**Work instruction**
Output all the records word for word. Drop the pictures.

(Recorded data)
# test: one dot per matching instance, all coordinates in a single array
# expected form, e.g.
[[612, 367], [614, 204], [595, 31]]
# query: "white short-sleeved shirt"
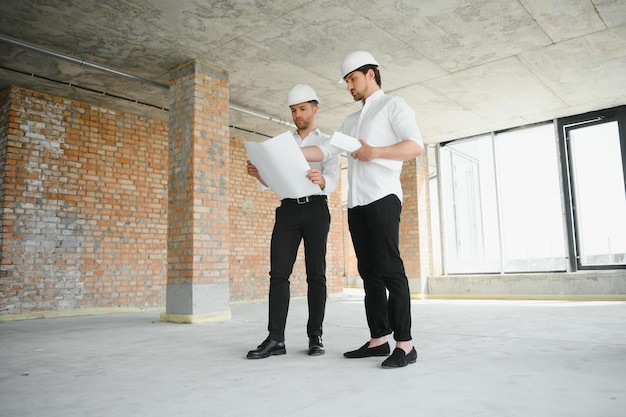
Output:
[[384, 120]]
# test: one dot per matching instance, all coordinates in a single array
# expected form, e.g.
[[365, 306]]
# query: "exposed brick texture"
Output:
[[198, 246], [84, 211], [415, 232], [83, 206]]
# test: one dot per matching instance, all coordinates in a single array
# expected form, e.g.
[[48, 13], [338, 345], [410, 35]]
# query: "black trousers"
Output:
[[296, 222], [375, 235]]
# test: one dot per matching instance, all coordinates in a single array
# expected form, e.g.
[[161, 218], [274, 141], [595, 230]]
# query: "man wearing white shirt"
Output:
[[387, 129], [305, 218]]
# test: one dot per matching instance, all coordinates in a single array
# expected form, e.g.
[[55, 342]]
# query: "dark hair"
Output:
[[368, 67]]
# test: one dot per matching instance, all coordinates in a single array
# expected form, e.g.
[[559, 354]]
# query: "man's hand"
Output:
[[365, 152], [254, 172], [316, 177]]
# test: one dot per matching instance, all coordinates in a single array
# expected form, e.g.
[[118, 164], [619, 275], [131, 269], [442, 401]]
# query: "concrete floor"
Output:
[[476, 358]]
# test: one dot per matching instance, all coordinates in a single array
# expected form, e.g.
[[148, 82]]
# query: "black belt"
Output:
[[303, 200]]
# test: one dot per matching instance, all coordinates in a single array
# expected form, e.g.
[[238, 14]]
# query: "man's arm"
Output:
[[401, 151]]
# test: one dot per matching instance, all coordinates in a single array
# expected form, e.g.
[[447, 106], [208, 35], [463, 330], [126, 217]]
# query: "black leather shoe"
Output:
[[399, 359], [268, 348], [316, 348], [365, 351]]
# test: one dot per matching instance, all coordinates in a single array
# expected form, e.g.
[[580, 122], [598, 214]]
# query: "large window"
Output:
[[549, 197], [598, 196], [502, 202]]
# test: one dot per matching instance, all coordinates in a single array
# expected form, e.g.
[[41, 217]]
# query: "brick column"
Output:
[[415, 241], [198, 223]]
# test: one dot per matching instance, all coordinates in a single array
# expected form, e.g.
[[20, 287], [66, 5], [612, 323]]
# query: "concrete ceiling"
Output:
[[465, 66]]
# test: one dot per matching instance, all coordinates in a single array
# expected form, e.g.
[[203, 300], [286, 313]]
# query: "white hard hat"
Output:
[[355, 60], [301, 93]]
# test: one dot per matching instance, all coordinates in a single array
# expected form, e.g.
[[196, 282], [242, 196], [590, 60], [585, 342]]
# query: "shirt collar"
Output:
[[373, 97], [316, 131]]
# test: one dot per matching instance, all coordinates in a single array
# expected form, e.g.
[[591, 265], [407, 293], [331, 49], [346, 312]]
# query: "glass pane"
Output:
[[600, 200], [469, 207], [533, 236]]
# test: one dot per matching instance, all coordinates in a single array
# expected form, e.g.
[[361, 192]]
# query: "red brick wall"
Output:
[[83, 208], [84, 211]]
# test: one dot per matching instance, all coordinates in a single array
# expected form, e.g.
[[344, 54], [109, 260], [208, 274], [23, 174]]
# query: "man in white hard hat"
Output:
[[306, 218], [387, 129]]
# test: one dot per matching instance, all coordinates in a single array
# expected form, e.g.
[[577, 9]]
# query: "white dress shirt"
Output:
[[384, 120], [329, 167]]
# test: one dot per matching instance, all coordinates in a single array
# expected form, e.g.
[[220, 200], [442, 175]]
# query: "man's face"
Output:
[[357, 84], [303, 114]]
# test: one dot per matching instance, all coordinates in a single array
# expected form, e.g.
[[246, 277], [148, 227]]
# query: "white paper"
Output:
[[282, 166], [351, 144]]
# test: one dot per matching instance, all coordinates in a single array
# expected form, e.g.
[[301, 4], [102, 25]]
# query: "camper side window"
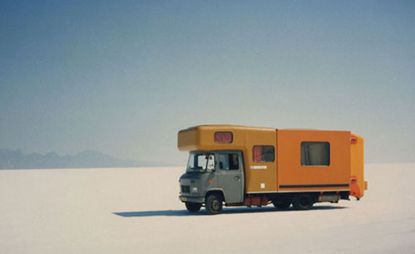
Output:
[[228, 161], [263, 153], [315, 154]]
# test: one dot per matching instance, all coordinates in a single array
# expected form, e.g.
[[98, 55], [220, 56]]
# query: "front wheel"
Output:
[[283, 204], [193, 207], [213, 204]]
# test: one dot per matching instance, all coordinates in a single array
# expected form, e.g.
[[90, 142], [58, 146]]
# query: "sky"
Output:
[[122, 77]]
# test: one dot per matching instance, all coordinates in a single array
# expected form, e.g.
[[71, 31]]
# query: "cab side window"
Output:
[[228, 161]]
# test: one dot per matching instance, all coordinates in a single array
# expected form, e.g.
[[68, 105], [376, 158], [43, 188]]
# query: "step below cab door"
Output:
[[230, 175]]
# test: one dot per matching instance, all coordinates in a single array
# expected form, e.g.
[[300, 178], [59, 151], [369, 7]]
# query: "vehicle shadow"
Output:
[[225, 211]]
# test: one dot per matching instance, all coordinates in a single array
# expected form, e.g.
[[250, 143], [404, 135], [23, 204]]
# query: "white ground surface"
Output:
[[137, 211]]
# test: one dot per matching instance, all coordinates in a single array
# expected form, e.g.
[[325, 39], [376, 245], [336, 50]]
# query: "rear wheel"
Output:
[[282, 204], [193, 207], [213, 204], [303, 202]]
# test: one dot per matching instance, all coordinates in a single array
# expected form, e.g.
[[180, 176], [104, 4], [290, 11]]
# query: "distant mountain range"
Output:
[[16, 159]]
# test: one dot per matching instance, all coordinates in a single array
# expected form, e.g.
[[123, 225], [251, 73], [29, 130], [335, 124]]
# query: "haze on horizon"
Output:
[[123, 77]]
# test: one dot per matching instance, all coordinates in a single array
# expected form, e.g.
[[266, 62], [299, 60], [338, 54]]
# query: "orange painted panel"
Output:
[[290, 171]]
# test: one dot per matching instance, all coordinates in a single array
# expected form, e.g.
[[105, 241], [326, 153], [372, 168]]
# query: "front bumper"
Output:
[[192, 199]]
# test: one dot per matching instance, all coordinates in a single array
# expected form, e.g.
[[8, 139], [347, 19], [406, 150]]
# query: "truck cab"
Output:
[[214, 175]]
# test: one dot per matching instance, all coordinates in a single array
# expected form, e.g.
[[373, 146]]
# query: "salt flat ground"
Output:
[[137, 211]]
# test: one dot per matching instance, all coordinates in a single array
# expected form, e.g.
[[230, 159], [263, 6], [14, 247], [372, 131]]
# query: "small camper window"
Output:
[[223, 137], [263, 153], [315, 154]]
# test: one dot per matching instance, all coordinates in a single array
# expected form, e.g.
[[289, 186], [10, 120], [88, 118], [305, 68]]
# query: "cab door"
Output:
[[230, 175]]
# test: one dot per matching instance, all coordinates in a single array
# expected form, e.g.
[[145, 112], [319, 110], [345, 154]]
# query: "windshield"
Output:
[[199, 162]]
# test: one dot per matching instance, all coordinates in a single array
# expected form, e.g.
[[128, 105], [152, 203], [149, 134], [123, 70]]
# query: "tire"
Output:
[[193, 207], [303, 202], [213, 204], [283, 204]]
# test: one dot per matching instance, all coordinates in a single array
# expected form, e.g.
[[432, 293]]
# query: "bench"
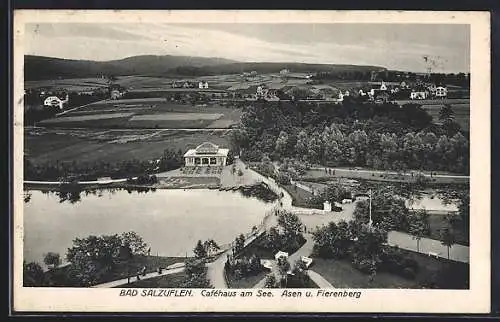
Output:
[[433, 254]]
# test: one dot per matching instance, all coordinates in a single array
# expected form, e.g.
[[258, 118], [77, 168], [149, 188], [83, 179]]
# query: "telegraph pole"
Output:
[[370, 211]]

**Worked solution**
# test: one dot per matching instance, all coordinates in a single array
# expected form, e.g.
[[612, 367], [614, 204], [595, 31]]
# query: "white short-sleeved shirt"
Output:
[[384, 120]]
# test: one dot per matching instance, all coordinates in a single array
# expected form, e.g.
[[365, 306]]
# query: "exposed brick texture"
Output:
[[198, 246], [84, 211], [415, 232], [83, 206]]
# test: one dot per matching instance, all coordinates in a single array
# expected form, e.g.
[[48, 13], [338, 345], [410, 35]]
# query: "black trousers"
Output:
[[296, 222], [375, 235]]
# test: one dot per matching instance, all coordinates in a single array
# expected form, e.g.
[[161, 218], [274, 141], [595, 230]]
# query: "man wearing white shirt"
Output:
[[387, 129], [305, 218]]
# test: one dot per matching instance, all coordinates in a single array
# expected form, e.g.
[[55, 342]]
# query: "dark hair"
Output:
[[368, 67]]
# test: one dot per matching instance, all coordinates in a single array
# expected form, e.g.
[[559, 354]]
# query: "man's hand"
Output:
[[365, 152], [254, 172], [316, 177]]
# test: one dot per matching instance, all coordinates in a single array
# expected form, e.g.
[[118, 164], [619, 275], [131, 269], [442, 401]]
# query: "concrete floor"
Output:
[[476, 358]]
# test: one dot per matching instance, all coordinates in a single array
# expected form, e.g.
[[148, 82]]
# query: "black belt"
Output:
[[303, 200]]
# test: one dot per matching instance, all coordinates in a single array
# expected form, e.g.
[[238, 14]]
# query: "man's arm"
Output:
[[401, 151]]
# test: one dot per matching instance, all coordinates in a single array
# expected form, e.g.
[[447, 106], [208, 35], [463, 330], [126, 217]]
# query: "black leather shoe"
Output:
[[399, 359], [268, 348], [316, 348], [365, 351]]
# test: one dot per matching instance, all coordinates in a single array
# expected form, e.g.
[[580, 122], [598, 214]]
# query: "large window"
Output:
[[549, 197], [598, 196], [502, 202]]
# test: one dot per matching instance, all coordinates in a single array
# expected form, e.g.
[[41, 217]]
# query: "brick column"
Output:
[[415, 241], [198, 223]]
# test: one dot per matching instance, all coordinates in a single array
# expected form, e.g.
[[20, 287], [66, 5], [612, 323]]
# query: "concrete ceiling"
Output:
[[465, 66]]
# test: one dot per matching instance, all coordinates in a single array
# expected form, e.g.
[[203, 300], [286, 313]]
# query: "white hard hat"
Output:
[[355, 60], [301, 93]]
# test: one dot per matching instance, all coordinates in a single array
# expected form, e.g.
[[196, 282], [242, 196], [590, 60], [585, 342]]
# query: "shirt collar"
Output:
[[373, 97], [316, 131]]
# test: one dot per matching instance, all coordinates in a single array
# expected form, e.g.
[[591, 265], [407, 293], [331, 49], [346, 312]]
# query: "glass pane"
Output:
[[600, 200], [469, 207], [533, 236]]
# test: one dot per matching instance, all coordinates in a single array
# expected form, e.g.
[[361, 192]]
# query: "red brick wall"
Output:
[[83, 208], [84, 211]]
# test: one dot per matching instance, all coordinates in a single array
# expected form, e.g.
[[344, 54], [109, 260], [208, 274], [23, 174]]
# query: "man in white hard hat"
Output:
[[306, 218], [387, 129]]
# test: one dot per matching instance, all coordinates in a single array
# expected form, e.g.
[[577, 9]]
# query: "white dress shirt"
Output:
[[384, 120], [329, 167]]
# test: one dot per matching instance, all coordinates in a single array
# expected form, e.g.
[[220, 200], [442, 175]]
# query: "man's face"
Output:
[[357, 84], [303, 114]]
# test: one dot per matching instance, all coordinates in a single array
# expected form, e.g.
[[246, 277], [148, 227]]
# query: "white paper"
Output:
[[282, 166], [351, 144]]
# test: one dot per matching instance, all coordinates in a single array
# expected form, e.g.
[[301, 4], [102, 25]]
# query: "camper side window"
Output:
[[228, 161], [263, 153], [315, 154]]
# test: one dot per matching instance, all coordinates in a single array
# expected form, e.g.
[[98, 55], [220, 56]]
# query: "front wheel"
Output:
[[283, 204], [193, 207], [213, 204]]
# test: one dot per matching instance, all coordinates in a single array
# expected form, e.g.
[[90, 142], [58, 146]]
# query: "sky"
Output:
[[122, 77]]
# test: one dot per matching instance, all coordinates in a single array
# expected form, e.g.
[[71, 31]]
# query: "cab side window"
Output:
[[228, 161]]
# test: one dot per matching instance, all coordinates in a single array
# expected form, e.g.
[[68, 105], [376, 158], [43, 188]]
# query: "step below cab door"
Output:
[[230, 175]]
# test: one dot per matching instance, all coordinates in a single array
# expected form, e.g.
[[300, 178], [59, 151], [369, 7]]
# query: "vehicle shadow"
Output:
[[225, 211]]
# test: one dot per matching instance, all coordinates in a single array
# expected form, e.g.
[[250, 143], [404, 135], [23, 204]]
# query: "white ground surface"
Output:
[[137, 211]]
# test: one dot per matching instance, all coordinates in a single array
# expected form, e.g.
[[325, 39], [376, 245], [336, 50]]
# query: "rear wheel"
Output:
[[282, 204], [193, 207], [213, 204], [303, 202]]
# test: one dot per matching instance, all coordinates in a single array
# expected form, e.g.
[[180, 176], [104, 4], [290, 11]]
# query: "distant mountain range"
Output:
[[16, 159]]
# test: one dot per matching instance, all coordinates in a single array
# expected form, e.g.
[[123, 225], [251, 73], [29, 130], [335, 124]]
# query: "haze on horizon"
Output:
[[123, 77]]
# test: one dot per matching instance, all coordinates in a single array
# expected form, e.g.
[[266, 62], [299, 60], [338, 54]]
# query: "orange painted panel"
Output:
[[290, 171]]
# test: one dot per matching instance, all coordinates in a single array
# expected form, e.g.
[[105, 241], [326, 153], [372, 168]]
# query: "front bumper"
Output:
[[192, 199]]
# test: one dot per matching instance, all coordinates in a single array
# expected form, e.g.
[[8, 139], [347, 19], [406, 150]]
# query: "truck cab"
Output:
[[214, 175]]
# test: one dot per matching instance, all coordinates in a single array
# expected form, e.g.
[[373, 146]]
# query: "salt flat ground"
Output:
[[137, 211]]
# test: one dot per matching instance, all coordinates in a single array
# expected form, e.g.
[[230, 159], [263, 6], [14, 247], [372, 131]]
# query: "small camper window"
Output:
[[223, 137], [263, 153], [315, 154]]
# test: one dot per matching instance, all coordinates in a single array
# expected form, e.g.
[[289, 186], [10, 120], [88, 118], [305, 68]]
# query: "cab door"
Output:
[[230, 175]]
# test: one dot per matching instance, all coordinates in a single array
# expected form, e.g.
[[145, 112], [319, 110], [345, 154]]
# query: "windshield"
Output:
[[199, 162]]
# test: one dot per matching instance, all coordinates in a single array
# expected form, e.g.
[[128, 105], [152, 203], [149, 134], [123, 70]]
# query: "tire"
Output:
[[193, 207], [303, 202], [213, 204], [283, 204]]
# test: one dot per matching instance, all coordinates in a single array
# expected form, e.g.
[[432, 293]]
# query: "bench"
Output:
[[433, 254]]
# test: one dot per matching instance, all coordinates in a single array
# expected form, e.g.
[[258, 118], [77, 168], [149, 188], [83, 179]]
# query: "telegraph pole"
Output:
[[370, 211]]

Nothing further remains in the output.